— INFORMATION PROVIDED —
==============================

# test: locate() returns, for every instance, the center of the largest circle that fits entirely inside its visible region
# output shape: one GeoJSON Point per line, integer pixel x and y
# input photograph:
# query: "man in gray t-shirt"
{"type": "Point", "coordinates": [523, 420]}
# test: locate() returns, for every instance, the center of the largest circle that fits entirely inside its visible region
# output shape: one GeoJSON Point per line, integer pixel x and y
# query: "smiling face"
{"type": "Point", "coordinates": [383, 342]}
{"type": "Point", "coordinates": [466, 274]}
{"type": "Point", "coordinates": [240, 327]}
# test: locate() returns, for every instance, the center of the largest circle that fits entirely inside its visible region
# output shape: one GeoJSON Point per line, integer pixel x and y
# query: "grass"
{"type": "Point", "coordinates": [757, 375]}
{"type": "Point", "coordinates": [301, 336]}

==============================

Repeat all of the lines above word for word, without changing anything.

— TASK SOLUTION —
# test: locate() returns, for every instance, the center of the largest circle that fits entirely inside its visible region
# output shape: one GeoJSON Point per line, integer pixel x and y
# input photograph:
# query: "man in gray t-shirt"
{"type": "Point", "coordinates": [523, 420]}
# test: locate() returns, for every instance, the center of the largest circle that fits entirely inside its visible region
# output shape: one GeoJSON Point per line, integer pixel x and y
# query: "smiling face"
{"type": "Point", "coordinates": [383, 342]}
{"type": "Point", "coordinates": [466, 274]}
{"type": "Point", "coordinates": [240, 327]}
# test: locate() returns, for every instance, the center of the largest circle that fits entirely inside its visible region
# output shape: one GeoJSON Point per line, integer pixel x and y
# query: "grass"
{"type": "Point", "coordinates": [757, 375]}
{"type": "Point", "coordinates": [301, 336]}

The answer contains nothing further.